DATASET ENTRIES -
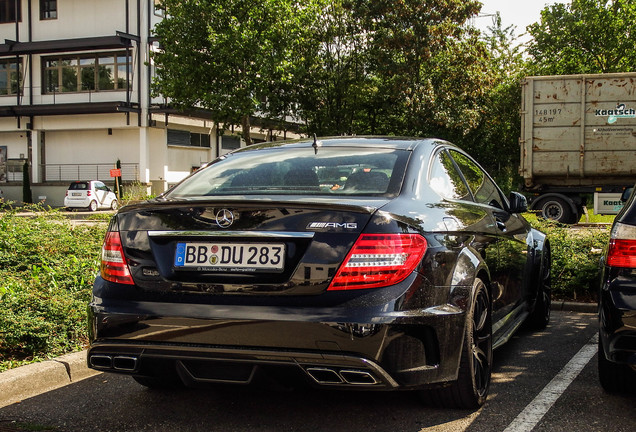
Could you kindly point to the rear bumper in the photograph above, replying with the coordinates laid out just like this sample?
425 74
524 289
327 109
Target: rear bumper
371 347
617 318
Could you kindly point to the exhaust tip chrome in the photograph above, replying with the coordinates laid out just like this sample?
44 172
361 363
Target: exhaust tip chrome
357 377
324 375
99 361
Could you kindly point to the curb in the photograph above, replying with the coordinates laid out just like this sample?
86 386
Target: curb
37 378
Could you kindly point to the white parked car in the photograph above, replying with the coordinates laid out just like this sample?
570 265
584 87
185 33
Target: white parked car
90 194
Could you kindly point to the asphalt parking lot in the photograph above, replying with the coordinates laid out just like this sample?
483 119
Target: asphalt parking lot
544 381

---

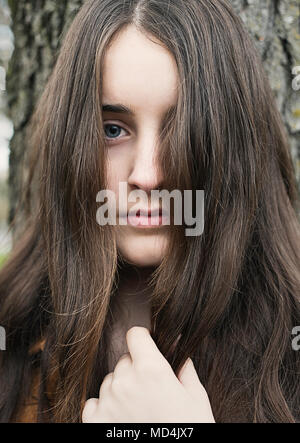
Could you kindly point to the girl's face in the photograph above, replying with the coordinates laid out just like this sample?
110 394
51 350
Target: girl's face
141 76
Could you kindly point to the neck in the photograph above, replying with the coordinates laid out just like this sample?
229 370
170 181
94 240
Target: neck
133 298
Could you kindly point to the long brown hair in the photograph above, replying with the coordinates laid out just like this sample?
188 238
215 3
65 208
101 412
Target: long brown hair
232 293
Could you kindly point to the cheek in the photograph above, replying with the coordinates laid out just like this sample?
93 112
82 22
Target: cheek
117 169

TASK OBJECTIVE - Count the lines of the records above that contain the string "face", and give only that number.

SOLUTION FOR THIS PROBLEM - 2